# [Task]
Copy each entry as written.

# [Entries provided]
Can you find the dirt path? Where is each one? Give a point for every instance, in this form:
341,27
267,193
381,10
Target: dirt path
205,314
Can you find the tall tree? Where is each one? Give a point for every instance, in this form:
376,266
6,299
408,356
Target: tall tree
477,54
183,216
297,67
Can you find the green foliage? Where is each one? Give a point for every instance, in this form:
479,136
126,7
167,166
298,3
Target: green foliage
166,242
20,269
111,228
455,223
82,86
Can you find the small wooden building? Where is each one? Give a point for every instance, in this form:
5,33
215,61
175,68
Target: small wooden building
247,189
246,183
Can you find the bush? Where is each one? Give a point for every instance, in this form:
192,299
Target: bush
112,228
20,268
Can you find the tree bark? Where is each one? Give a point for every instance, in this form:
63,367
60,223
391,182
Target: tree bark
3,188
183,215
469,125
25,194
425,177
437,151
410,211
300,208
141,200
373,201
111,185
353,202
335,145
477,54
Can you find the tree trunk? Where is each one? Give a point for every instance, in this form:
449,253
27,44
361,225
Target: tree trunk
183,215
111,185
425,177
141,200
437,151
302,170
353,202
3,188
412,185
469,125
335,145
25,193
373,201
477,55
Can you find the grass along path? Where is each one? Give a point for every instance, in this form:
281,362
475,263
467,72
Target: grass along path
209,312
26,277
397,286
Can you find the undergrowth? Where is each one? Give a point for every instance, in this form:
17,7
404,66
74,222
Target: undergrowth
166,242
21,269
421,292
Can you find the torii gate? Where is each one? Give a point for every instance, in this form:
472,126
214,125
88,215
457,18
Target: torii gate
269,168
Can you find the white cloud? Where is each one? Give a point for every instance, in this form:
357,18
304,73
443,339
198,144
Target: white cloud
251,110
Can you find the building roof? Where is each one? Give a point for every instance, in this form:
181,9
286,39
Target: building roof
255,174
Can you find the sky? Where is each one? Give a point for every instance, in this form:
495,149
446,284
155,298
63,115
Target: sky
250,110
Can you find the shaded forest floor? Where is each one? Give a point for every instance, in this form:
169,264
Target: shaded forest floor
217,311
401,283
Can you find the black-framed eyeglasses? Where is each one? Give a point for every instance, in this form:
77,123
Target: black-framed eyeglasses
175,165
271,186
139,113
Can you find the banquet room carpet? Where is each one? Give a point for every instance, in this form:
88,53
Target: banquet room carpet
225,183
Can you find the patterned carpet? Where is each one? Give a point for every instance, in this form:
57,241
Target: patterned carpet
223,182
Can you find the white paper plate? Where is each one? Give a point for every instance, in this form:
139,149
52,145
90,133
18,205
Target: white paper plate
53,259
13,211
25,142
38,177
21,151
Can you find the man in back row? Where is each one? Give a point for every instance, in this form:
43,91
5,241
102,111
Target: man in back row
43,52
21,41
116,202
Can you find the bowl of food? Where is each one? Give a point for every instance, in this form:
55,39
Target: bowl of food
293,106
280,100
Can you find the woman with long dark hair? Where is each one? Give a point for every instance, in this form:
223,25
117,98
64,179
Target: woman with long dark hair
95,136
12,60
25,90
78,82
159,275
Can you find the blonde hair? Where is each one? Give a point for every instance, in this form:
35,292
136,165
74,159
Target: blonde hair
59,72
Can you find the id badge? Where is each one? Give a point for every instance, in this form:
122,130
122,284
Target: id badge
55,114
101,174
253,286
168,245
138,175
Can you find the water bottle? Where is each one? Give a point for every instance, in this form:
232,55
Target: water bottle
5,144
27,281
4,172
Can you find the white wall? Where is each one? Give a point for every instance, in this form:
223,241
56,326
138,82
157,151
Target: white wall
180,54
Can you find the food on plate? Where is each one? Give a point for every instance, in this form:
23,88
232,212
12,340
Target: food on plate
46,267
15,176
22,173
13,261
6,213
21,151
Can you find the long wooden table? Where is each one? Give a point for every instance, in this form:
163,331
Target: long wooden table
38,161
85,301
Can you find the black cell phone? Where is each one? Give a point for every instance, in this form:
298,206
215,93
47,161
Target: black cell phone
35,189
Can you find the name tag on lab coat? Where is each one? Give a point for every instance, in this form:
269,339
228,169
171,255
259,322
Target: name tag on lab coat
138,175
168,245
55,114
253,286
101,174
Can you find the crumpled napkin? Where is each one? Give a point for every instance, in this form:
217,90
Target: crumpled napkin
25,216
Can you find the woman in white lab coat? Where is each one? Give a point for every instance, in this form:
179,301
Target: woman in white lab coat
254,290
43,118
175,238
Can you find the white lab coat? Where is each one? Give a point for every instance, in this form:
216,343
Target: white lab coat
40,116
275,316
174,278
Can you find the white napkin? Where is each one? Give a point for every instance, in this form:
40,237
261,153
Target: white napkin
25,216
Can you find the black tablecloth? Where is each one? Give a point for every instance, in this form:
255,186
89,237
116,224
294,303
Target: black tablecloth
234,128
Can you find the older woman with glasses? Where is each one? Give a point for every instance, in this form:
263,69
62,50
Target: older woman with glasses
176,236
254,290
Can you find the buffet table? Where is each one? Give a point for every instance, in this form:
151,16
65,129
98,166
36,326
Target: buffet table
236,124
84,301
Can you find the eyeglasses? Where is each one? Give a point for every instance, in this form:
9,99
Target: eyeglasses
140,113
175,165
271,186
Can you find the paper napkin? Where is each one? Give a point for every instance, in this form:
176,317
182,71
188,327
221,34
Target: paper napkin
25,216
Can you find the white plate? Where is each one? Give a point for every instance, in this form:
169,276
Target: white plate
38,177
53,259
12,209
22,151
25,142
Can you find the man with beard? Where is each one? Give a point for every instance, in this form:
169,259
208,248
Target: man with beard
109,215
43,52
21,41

# [Solved exercise]
Can you find the dirt path? Where is each one? Give a point for every instance, in this form:
341,27
267,193
381,10
Target: dirt path
205,314
Can you find the tall tree? Where is each one? Give a point for every instance, in this form:
376,266
6,299
408,356
Target: tall tree
477,54
183,216
297,67
Can you find the green foliage? Where is each one? Give a point for every instance, in this form:
479,136
126,7
167,166
298,3
Target: green foliage
166,242
20,269
111,228
455,223
82,86
Can you find the small wooden building? Where is each one? Give a point for every instance, in this form:
5,33
215,61
175,68
Target: small wooden building
247,189
246,183
Can you find the bush? Where is each one? Give a point for every instance, in this form:
192,299
Target: bush
112,228
20,268
Can you find the tree bark? Where is each one? Give a point for every instance, in this form:
63,367
60,223
391,182
Target: tree bark
3,188
183,215
469,125
25,194
425,177
437,151
410,211
300,208
141,200
373,201
111,185
353,202
335,145
477,54
Can you find the tree trunk? Where is each one? Give a point for every instance, in this form:
449,253
27,44
361,225
Target: tree trunk
183,215
111,185
425,177
141,200
437,151
302,170
353,202
3,188
412,185
469,125
335,145
25,193
373,201
477,55
Can you find the grass along path? Where is each one? Give a point for every instance, in this form:
281,362
475,263
467,72
Target: grass along path
209,312
26,277
397,286
Can you find the undergrowth? Where is each one? Give a point for every instance, in this form:
17,7
404,66
74,222
Target: undergrowth
166,242
21,269
421,292
Can you find the torii gate? Where is each one? Give a point for every instance, in this form:
472,126
214,125
88,215
457,18
Target: torii gate
269,168
Can you find the white cloud? Where is each one? Give a point for every instance, in this form:
357,18
304,73
443,339
198,144
Target: white cloud
251,110
Can you find the building roof? Where is each one? Give a point for every instance, in this form:
181,9
286,39
Target: building roof
255,174
Can you find the sky? Where is each one? Give a point for every instance, in this form:
495,149
446,284
155,298
63,115
Target: sky
250,110
Can you find the shaded forest floor? Where is each one? Give a point for every instance, in this form:
169,264
Target: shaded forest floor
217,311
401,283
Can you find the black-framed eyeglasses? Where is each one? Give a point for every instance, in this form:
77,123
Target: black-framed eyeglasses
175,165
271,186
139,113
Can you find the banquet room carpet? Where is each one? Give a point for every instance, in this form:
88,53
Target: banquet room carpet
225,183
Can you find the patterned carpet? Where is each one? Give a point for every instance, in this form:
57,241
Target: patterned carpet
223,182
Can you find the white paper plate? Where is each one? Give a point for every instance, in this form:
139,149
52,145
90,133
18,205
Target: white paper plate
53,259
13,211
25,142
38,177
21,151
Can you find the man in back row? Where is each one? Give a point for every instance, in this form:
43,91
5,241
102,111
Target: man in back row
43,52
21,41
116,202
Can you find the bowl of food? Where is each one? Give a point for every instance, in this form:
55,39
Target: bowl of food
293,106
280,100
Can you find the woman with long dark hair? Where is each one? Give a point for every instance, in this form:
223,25
117,98
64,179
Target: woman with long dark hair
95,136
12,60
25,90
78,82
159,275
Can you find the blonde hair? Where is each one? Give a point for every instance, in this form:
35,292
136,165
74,159
Target: blonde hair
59,72
Can you find the id badge? Where is each one? Give a point for every instance, in this form:
122,130
122,284
Target: id badge
55,114
101,174
253,286
168,245
138,175
Can you find the water bottle? Where is each one? Give a point for every instance, in this form:
232,55
Target: water bottle
5,144
27,281
4,172
Can you find the white wall? Where is each one? Give a point for every instance, in this form:
223,241
56,326
138,82
157,151
Target: white wall
180,54
Can you find the food on plate? Where is each one? Give a point for every instance, in this form:
23,88
232,212
12,340
Target: food on plate
46,267
15,176
22,173
13,261
6,213
21,151
Can you find the long wooden table? Where is each one? Give a point for every instance, in this form:
163,331
Target: long wooden table
38,161
85,301
Can you find the black cell phone? Where is each one? Give a point for every instance, in this form:
298,206
215,93
47,161
Target: black cell phone
35,189
Can you find the name tag on lab coat? Where is each one? Give a point for every instance, in this form:
269,339
228,169
171,255
259,322
Target: name tag on lab coat
138,175
168,245
55,114
253,286
101,174
Can you find the crumpled napkin? Where is each one? Give a point for every instance, in this form:
217,90
Target: crumpled napkin
25,216
Can you find the woman in white lab coat? Where is each one? Give a point for every instance, in this form:
179,301
Target: woman in white lab coat
254,290
43,118
175,238
Can you find the white lab coat? Where is each one? Give a point for every instance, in this form:
216,343
Target: white lab coat
40,116
275,316
174,278
Can you find the white napkin? Where is each one? Give a point for every instance, in this form:
40,237
261,153
Target: white napkin
25,216
Can you find the black tablecloth? Where is each one? Give a point for every instance, in this form:
255,186
89,237
116,224
294,303
Target: black tablecloth
234,128
Can you find the older woman with glasses? Where is each one? Give a point for every instance, in this form:
263,69
62,50
Target: older woman with glasses
176,236
254,290
Can you find the buffet table? Where is each one? Give a point for every instance, in this form:
151,16
65,129
98,166
36,326
Target: buffet table
236,124
84,301
Can you find the eyeglasses? Where is each one? Give a point for every instance, in this form:
9,99
Target: eyeglasses
140,113
175,165
271,186
Can you find the paper napkin? Where is each one? Give a point for every instance, in this form:
176,317
182,71
188,327
221,34
Target: paper napkin
25,216
Can you find the white plate? Where is each one? Give a point for every instance, in this form:
169,276
Target: white plate
38,177
53,259
12,209
22,151
25,142
Can you find the man with beard? Where is each one? Give a point for every instance, in this form:
169,259
208,248
Target: man with beard
109,215
43,52
21,41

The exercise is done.